### WHAT TO PRODUCE
Rescale the records from the line containing "Annotate every instance of the wrist" through the end of the records, both ends included, repeating every line with its request and multiplying each coordinate in the answers by 2.5, rounded to a whole number with halves going up. Return only those lines.

** begin RECORDS FOR THE EXERCISE **

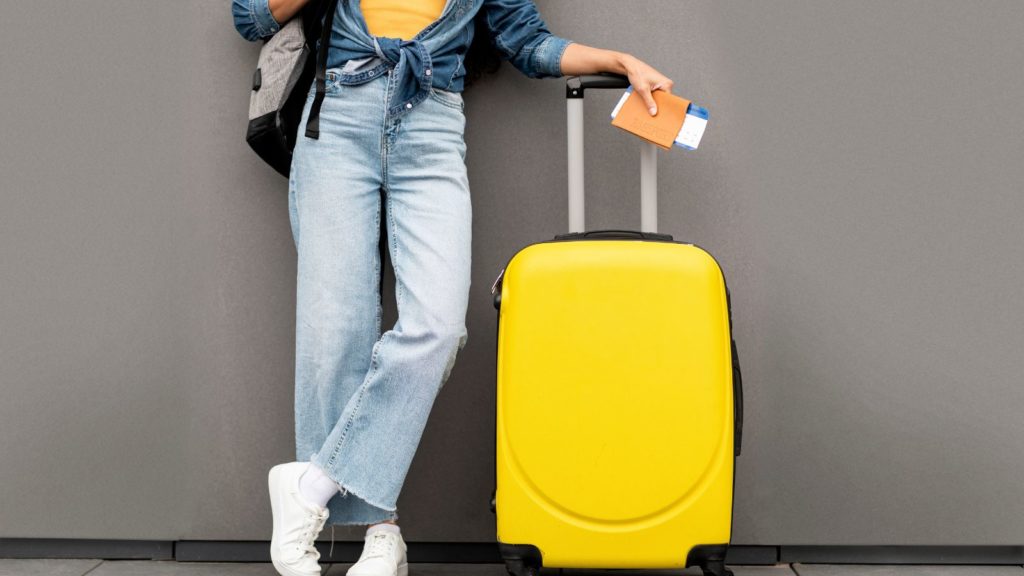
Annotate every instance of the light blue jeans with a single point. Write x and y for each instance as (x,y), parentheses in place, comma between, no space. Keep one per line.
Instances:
(363,398)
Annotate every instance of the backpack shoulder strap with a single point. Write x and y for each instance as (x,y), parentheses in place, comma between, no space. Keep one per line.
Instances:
(312,123)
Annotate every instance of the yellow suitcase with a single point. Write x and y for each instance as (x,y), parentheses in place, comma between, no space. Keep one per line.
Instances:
(619,399)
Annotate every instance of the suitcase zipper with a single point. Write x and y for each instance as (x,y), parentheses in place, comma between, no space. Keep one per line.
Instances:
(498,282)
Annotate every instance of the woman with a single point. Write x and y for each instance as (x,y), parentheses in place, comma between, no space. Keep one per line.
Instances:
(392,121)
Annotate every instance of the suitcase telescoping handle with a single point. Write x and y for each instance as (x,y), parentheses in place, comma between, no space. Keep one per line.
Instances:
(576,87)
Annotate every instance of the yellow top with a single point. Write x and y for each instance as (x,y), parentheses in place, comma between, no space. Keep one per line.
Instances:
(399,18)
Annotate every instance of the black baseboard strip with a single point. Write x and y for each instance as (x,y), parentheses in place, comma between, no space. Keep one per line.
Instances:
(752,556)
(486,552)
(72,547)
(903,554)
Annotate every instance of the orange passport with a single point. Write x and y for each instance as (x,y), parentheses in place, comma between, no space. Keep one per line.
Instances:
(660,128)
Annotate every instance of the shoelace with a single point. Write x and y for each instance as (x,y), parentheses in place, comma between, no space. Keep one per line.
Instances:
(379,544)
(312,525)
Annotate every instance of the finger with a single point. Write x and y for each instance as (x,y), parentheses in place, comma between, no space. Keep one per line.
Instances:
(648,100)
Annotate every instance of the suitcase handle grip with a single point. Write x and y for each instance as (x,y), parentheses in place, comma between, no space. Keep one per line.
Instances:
(615,234)
(577,85)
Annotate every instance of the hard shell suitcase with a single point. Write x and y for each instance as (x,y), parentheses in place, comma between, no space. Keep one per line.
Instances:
(619,399)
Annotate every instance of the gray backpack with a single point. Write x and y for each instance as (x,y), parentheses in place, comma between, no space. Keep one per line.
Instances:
(282,80)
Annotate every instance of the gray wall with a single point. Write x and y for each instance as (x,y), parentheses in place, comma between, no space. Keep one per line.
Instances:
(859,182)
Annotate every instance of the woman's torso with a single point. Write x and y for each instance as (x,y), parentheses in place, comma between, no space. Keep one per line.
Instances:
(399,18)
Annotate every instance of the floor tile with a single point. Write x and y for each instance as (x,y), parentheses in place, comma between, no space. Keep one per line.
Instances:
(866,570)
(436,569)
(780,570)
(46,567)
(172,568)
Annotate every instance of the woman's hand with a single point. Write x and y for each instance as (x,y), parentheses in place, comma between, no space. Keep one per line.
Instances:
(579,58)
(645,80)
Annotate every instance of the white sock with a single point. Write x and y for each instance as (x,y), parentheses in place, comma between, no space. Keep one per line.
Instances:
(383,527)
(316,487)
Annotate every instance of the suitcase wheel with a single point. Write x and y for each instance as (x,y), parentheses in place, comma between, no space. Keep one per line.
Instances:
(521,560)
(520,568)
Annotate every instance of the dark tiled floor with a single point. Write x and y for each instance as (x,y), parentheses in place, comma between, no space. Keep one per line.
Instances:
(12,567)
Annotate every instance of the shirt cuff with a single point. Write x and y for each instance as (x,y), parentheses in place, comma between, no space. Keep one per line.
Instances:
(260,11)
(548,56)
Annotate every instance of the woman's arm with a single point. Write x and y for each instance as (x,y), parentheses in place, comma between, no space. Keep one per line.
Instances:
(579,58)
(259,18)
(283,10)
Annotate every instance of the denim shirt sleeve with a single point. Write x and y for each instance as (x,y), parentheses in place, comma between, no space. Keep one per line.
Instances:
(522,38)
(253,18)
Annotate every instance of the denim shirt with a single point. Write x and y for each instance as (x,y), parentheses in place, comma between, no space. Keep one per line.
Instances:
(431,58)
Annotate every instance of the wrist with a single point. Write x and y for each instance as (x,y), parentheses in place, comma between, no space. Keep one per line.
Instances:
(623,63)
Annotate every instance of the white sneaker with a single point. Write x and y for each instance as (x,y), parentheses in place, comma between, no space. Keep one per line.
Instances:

** end RECORDS FOR THE EXERCISE **

### REPLY
Annotate every instance of the wrist with a single point. Write x and y for each instance as (x,y), parentheses in place, comma between, no space. Keep one per line.
Instances:
(1558,158)
Annotate every instance of the white sneaker with a single point. Write x and y for each instance as (x,y), parentheses in place, comma between, no space. Keep one per line.
Instances:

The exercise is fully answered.